Supplied records -
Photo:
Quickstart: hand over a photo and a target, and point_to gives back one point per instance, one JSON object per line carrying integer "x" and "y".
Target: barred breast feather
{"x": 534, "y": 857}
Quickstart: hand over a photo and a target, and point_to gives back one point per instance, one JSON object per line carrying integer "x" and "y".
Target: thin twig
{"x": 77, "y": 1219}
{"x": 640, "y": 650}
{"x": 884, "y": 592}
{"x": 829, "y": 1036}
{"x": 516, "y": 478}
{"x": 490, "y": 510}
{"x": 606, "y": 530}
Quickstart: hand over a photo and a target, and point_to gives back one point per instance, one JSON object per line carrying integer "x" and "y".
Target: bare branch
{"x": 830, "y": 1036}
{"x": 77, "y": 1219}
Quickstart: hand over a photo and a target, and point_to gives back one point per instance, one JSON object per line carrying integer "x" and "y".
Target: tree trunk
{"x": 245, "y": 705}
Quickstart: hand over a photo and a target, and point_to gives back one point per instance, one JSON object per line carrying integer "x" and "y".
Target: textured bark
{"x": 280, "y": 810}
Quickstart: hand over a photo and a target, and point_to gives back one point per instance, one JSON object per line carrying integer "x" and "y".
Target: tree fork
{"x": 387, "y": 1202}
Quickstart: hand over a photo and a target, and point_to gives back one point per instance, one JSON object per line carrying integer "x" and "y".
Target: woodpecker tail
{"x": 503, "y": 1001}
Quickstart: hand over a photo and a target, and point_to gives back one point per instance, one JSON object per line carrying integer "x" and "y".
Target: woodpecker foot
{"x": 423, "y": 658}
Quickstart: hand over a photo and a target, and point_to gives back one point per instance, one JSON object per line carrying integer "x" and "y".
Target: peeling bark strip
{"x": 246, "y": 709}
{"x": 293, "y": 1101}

About this task - Which lines run from the one holding "Target: tree fork" through the end of the data? Write them out exactly, ends included, and add nothing.

Answer box -
Target: tree fork
{"x": 387, "y": 1202}
Quickstart: hand over a photo and a target, and point_to gives back one point per instance, one JSON object per line carrying integer "x" and "y".
Target: woodpecker tail
{"x": 503, "y": 1001}
Quickstart: hand over a photo and a target, and point_to gives back one point per instance, one JSON object per line carrying integer "x" and "y".
Target: woodpecker foot
{"x": 423, "y": 658}
Quickstart: hand over a photo and a target, and point_to gives back one point per instance, one JSON object per line carrying integer "x" and "y".
Target: peeling bark strip
{"x": 246, "y": 709}
{"x": 293, "y": 1101}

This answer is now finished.